→ **Data to use**:
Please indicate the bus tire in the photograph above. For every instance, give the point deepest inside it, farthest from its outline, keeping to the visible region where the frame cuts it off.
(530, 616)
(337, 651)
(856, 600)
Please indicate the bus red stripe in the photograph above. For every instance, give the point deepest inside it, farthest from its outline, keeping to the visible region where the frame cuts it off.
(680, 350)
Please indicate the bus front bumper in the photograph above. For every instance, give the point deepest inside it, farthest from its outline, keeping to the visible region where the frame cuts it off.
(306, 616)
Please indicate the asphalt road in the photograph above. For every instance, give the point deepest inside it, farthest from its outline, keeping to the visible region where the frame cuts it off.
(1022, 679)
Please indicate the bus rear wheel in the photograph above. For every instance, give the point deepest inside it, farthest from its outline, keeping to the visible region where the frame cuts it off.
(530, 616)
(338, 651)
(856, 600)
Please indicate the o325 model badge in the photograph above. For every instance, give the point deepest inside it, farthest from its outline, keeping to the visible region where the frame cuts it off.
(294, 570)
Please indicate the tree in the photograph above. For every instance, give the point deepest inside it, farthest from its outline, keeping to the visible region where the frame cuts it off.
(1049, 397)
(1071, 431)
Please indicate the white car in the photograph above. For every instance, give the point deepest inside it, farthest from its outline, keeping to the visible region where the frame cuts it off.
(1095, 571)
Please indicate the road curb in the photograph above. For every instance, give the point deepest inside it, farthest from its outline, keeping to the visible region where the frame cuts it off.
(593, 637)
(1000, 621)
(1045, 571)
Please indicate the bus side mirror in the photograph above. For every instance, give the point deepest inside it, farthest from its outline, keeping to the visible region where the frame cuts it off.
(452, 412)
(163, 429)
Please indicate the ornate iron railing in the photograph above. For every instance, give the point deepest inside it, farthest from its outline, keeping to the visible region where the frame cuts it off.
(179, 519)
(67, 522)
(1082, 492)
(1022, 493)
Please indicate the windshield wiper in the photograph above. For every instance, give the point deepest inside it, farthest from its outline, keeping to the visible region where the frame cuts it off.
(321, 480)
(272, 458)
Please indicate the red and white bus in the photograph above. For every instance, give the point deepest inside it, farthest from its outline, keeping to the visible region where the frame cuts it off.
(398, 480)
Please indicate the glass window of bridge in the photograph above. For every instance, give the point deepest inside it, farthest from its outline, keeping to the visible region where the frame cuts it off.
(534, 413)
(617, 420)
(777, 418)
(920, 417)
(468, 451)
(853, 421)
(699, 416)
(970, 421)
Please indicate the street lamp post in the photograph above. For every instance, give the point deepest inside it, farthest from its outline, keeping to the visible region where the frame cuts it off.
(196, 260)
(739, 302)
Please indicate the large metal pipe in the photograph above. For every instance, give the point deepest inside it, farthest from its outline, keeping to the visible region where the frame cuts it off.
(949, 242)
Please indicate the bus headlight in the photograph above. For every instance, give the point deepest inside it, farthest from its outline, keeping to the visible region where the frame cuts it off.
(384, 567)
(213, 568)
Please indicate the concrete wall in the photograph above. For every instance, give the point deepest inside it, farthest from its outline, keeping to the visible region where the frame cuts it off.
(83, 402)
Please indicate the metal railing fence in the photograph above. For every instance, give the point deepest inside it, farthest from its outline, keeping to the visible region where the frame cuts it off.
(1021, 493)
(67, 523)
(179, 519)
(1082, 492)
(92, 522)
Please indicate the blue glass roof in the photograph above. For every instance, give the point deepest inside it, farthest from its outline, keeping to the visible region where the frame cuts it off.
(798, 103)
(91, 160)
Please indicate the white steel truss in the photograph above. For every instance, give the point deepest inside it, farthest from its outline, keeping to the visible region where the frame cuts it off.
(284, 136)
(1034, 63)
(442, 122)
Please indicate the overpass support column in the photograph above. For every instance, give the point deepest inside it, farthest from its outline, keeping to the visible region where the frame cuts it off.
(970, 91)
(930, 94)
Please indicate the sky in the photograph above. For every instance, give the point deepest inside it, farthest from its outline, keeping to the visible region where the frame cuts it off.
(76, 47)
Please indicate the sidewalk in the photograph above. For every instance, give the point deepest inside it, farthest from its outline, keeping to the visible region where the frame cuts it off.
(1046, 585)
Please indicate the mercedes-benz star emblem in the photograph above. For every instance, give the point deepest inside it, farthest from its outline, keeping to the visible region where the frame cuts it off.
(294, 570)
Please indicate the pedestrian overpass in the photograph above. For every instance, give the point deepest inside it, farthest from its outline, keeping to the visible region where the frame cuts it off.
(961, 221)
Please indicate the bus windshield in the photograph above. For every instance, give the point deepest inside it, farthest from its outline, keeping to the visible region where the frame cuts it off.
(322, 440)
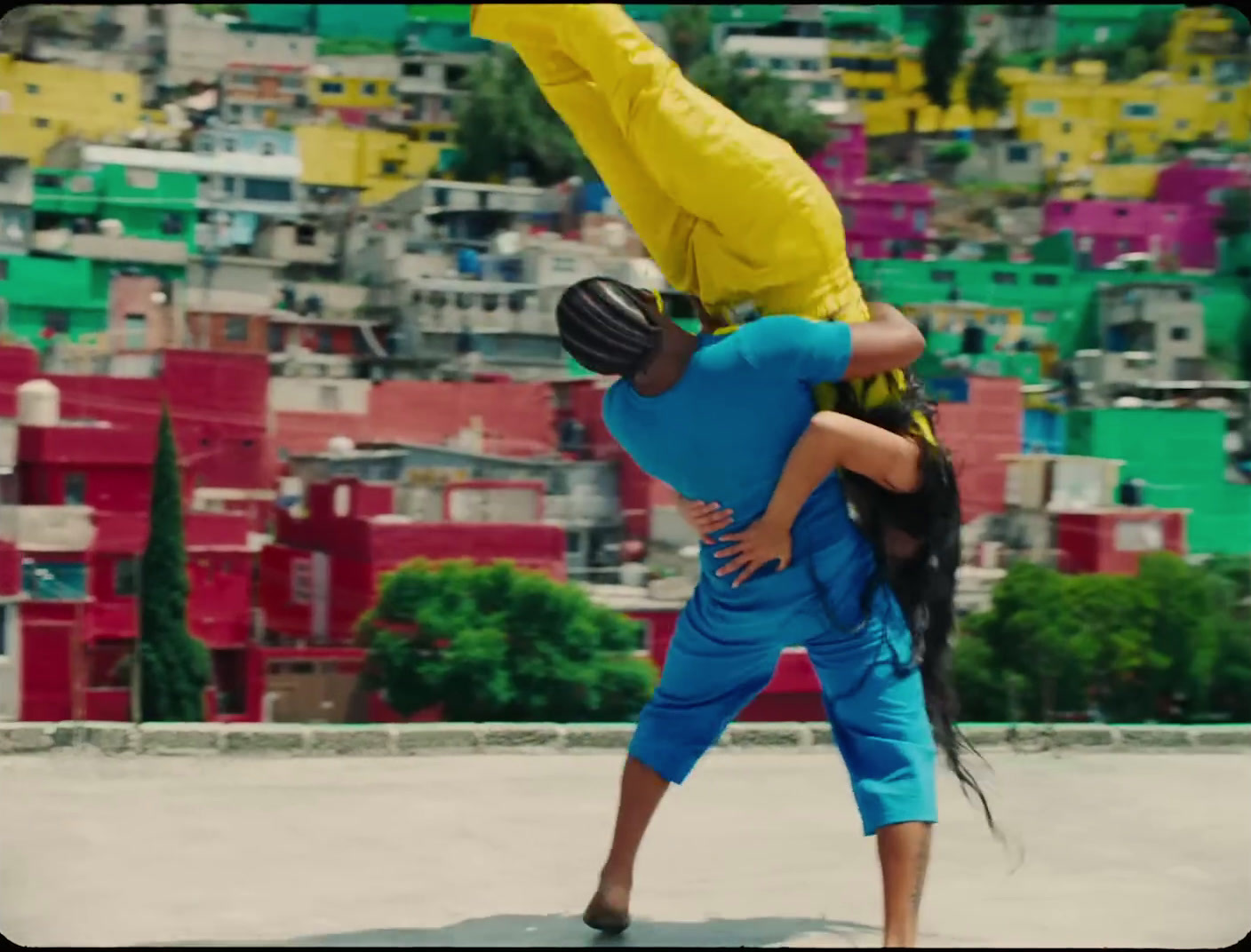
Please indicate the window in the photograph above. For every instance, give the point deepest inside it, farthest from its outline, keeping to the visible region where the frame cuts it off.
(137, 330)
(125, 577)
(302, 582)
(76, 489)
(54, 581)
(141, 178)
(1138, 536)
(267, 190)
(235, 329)
(57, 321)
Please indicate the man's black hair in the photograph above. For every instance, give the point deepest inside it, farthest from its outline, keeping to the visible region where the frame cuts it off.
(607, 325)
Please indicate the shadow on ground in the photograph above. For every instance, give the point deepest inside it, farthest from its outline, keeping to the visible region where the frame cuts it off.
(568, 931)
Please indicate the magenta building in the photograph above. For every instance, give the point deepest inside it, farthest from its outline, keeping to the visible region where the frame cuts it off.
(887, 219)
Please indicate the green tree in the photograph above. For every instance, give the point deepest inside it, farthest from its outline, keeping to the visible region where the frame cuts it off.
(763, 99)
(505, 124)
(689, 34)
(498, 643)
(986, 91)
(1235, 218)
(942, 52)
(174, 667)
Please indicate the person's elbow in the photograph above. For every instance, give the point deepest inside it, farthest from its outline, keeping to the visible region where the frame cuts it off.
(879, 346)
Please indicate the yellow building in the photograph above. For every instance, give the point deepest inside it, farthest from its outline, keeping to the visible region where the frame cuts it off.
(44, 101)
(1082, 120)
(1202, 46)
(352, 92)
(380, 164)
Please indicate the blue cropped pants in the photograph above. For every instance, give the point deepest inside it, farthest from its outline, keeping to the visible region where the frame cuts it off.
(722, 655)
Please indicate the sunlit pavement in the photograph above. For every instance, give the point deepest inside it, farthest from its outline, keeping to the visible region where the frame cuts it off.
(490, 850)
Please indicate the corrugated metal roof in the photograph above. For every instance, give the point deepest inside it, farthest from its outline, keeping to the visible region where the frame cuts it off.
(247, 164)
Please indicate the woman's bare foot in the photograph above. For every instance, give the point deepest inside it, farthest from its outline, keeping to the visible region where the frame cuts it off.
(608, 909)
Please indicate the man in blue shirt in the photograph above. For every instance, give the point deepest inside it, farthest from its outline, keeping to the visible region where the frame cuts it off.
(717, 418)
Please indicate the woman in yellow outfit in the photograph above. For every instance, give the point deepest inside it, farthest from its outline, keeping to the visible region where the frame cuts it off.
(733, 217)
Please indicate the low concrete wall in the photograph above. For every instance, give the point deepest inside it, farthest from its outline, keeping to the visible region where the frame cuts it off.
(403, 740)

→ **Problem details**: Images stay out; everything else in the records must be given again exactly.

→ **Answer area**:
Please indicate the bus tire in the photograph above. For every instance, give the point deepest inside it, farthest from its outline, keeping to the visible region where the frame cuts it off.
(530, 616)
(337, 651)
(856, 600)
Please indicate the bus red stripe in the photograph above. For every instance, give the point deepest inside it, farthest from its outline, keeping to the visible region where the frame cuts it off.
(680, 350)
Please indicate the bus front bumper in the photograph above. For every instance, give the point deepest inside it, farthest from its outline, keeping to the visible region where the frame cuts it off.
(306, 616)
Please indicate the asphalt road in the photograph above. For every instance, give the point deepest inside it, farthest from its outline, keeping to the visible region where the frame cuts it off.
(1022, 679)
Please indicate the bus rear wheel in the photograph above. For every instance, give the point deepest inside it, farthest from its outline, keeping to the visible region where the frame cuts it off.
(530, 616)
(338, 651)
(856, 600)
Please indicate the o325 model badge in the photograph above. For every instance, give the point deepest inside it, farthest from its outline, keeping to the visible region where the frame cuts it off.
(294, 570)
Please indicate the tree in the photograph above. For every instance, give the point deepest inside it, farthest from its outline, keeping to the visible region where the frame cuts it off.
(1049, 397)
(1071, 431)
Please indicate the white car in the photograph above. For every instance, give the point deepest inside it, farthest from its outline, keeping to the visible region where the frame cuts it off.
(1095, 571)
Please indicate the road curb in the photograph above. For every instance, give the point deepest inside it, farthest from its outline, keeping to the visible region where the frame cuts it off.
(593, 637)
(1000, 621)
(1045, 571)
Please indicate the bus side mirror in the photograph above. For every instance, give the point deepest inside it, farthest from its outline, keeping to the visible region where the frame cuts it off.
(452, 412)
(163, 429)
Please indicate the ornate iron railing in the photograph above. For every instance, give the point deepest inside it, farthest from its outline, keeping to the visible region where the frame cuts it off.
(179, 519)
(67, 522)
(1082, 492)
(1022, 493)
Please indicate the windshield wiper in the photograph above. For every instance, give the point deepest inside it, farthest from its outline, keeping to the visible region where the frame cuts it off.
(321, 480)
(272, 458)
Please indicate the red and white bus in the photograph above. For every instance, give the point deepest inside it, farthest from its outline, keeping to the visible region where the frame cuts it off.
(398, 480)
Please indicate the glass window of bridge in the photograph above. For every instance, give the point deepest inside it, farthest from its outline, keeping to the visible region where the frame cuts it off.
(534, 413)
(617, 420)
(777, 418)
(920, 417)
(468, 451)
(853, 421)
(699, 416)
(970, 421)
Please indicate the street lamp post in the photograph above. For every instance, give the point deepest inside it, farthest from its outline, keeping to the visible region where the frame cuts it off.
(196, 260)
(739, 302)
Please indicate the large metal pipe in the photograph above. For every instance, give the point deepest inside it, farthest from its outline, keeping to the visible region where the frame cuts it off.
(949, 242)
Please indicate the bus headlight in the photograph above. For every instance, give the point deepest inside it, farthest from its outline, keeping to the visible region where the frame cuts it off.
(384, 567)
(213, 568)
Please indicate the concrete wall in the photograph above. For every instance, give the point deepest inside it, farthest from its outline, keeping to the visible region where the frame cuts it off.
(83, 402)
Please indicate the metal railing fence in the photograph above. For every instance, give the point deepest inside it, farthest from its outline, keeping to the visible region where the frame cuts it off.
(1021, 493)
(67, 523)
(179, 519)
(1082, 492)
(92, 522)
Please indicate the blue glass roof in the photograph above. For every instance, give the point deepest inside it, farthest from its outline, keeping to the visible region where the frame cuts it off.
(798, 103)
(91, 160)
Please indicate the white steel truss in the photograph above. For every instance, give the point deepest inside it, farthest from its outline, keeping to the visible region where the frame cuts it off.
(284, 136)
(1034, 63)
(442, 122)
Please indicate the overpass support column in the photograph above. For every instance, give the point deepest inside it, farthest from its outline, keeping to the visible region where the frame cuts it off.
(970, 91)
(930, 94)
Please indicate the sky in the photograph above. For every instance, give the point deepest inside it, farthest from its outline, keeping to the visible region where the frame cuts it off.
(76, 47)
Please indicate the sidewalk in the photograph above. For every instance, give the point deepest inside it, farthest from its outline, keeping to the visible region where the frame cuts it off.
(1046, 585)
Please indicate the mercedes-benz star emblem in the photograph above. For every instance, give the point deepest inside it, farthest from its outline, keeping to the visible region where the frame cuts it off.
(294, 570)
Please indicate the pedestrian overpass in the photograph above. For every instance, give the point deepest inside it, farthest from its outline, keeping to the visible region where the frame cuts it off.
(961, 221)
Please indicate the bus windshield in the photograph above. For every instance, give the point deepest inside it, farthest from its outline, keeping to the visible region where the frame cuts it off.
(322, 440)
Please indicate the window in the photograph above. For every instance, give the point deepest inside it, farthest from its outline, keeping to the visible region where the frame cuts it off.
(137, 330)
(125, 577)
(302, 582)
(76, 489)
(54, 581)
(141, 178)
(1138, 536)
(267, 190)
(235, 329)
(57, 321)
Please indicate the man's black hair in the photograph above. For every instance, give the point deepest inside it, farthest from its outline, keeping to the visible region where the frame cuts it off.
(607, 325)
Please indicate the shadow on ground in the photograph above. For every instance, give the point deepest inside it, farthest from its outline, keeping to the visible region where the frame cuts it off.
(568, 931)
Please indicate the magenta building in the photograph above. For every instance, give the point deepest inside it, farthest from its outline, keeping to the visible region where the frame cuts it off.
(887, 219)
Please indicate the green tree in the photograph above. For every instance, give the point deepest inside it, farthest from its outline, keeping to the visible region where the frame cuts it off.
(763, 99)
(505, 124)
(689, 34)
(498, 643)
(986, 91)
(1235, 218)
(942, 52)
(174, 667)
Please indicate the person's elbow in the photograph above. For every instance, give the point deepest inside it, farthest from its outline, keeping to the visible region where the frame cuts it off.
(879, 346)
Please indicate the yellow building in the photograph above. For every instance, give the point deepest inside it, farthest from its outline, keeping to the visible region where the frame cuts it off.
(44, 101)
(1082, 120)
(1202, 46)
(352, 92)
(380, 164)
Please indicate the blue cropped pants in the photograph above. For every instance, give the point deepest inside it, farthest from its outline, keeping to the visible region where the frame cuts it off.
(722, 655)
Please indicate the sunlit pavement in the photograph above. For every instance, give the point deepest inside it, farthest from its outline, keeping to the visible region where the frame cuts it off.
(490, 850)
Please indicate the corrugated metal roof in the photograph above. For every instance, give the point deepest inside it, farthest from its outline, keeping to the visible region where the frame cuts it off.
(247, 164)
Please indicate the woman's bare foot in the photograph above. For every instance, give the point deepest inside it, farthest from its outline, keeping to the visible region where the frame cuts it off.
(608, 909)
Please indicate the man in blue shirt in the photograph above. For every instance, give the point deepest inside it, farthest from its outline, keeping to the visible region where the frame cuts it off.
(717, 418)
Please indicate the woman in yellow outfit in the photograph above. For every instance, give the point deepest inside it, farthest from its outline, keeping to the visible region where the frame cuts it off.
(733, 217)
Please indicate the low concrete wall in the photograph above. For every instance, give the point deepest inside it, farthest from its outline, keeping to the visible region where the frame cuts it off.
(403, 740)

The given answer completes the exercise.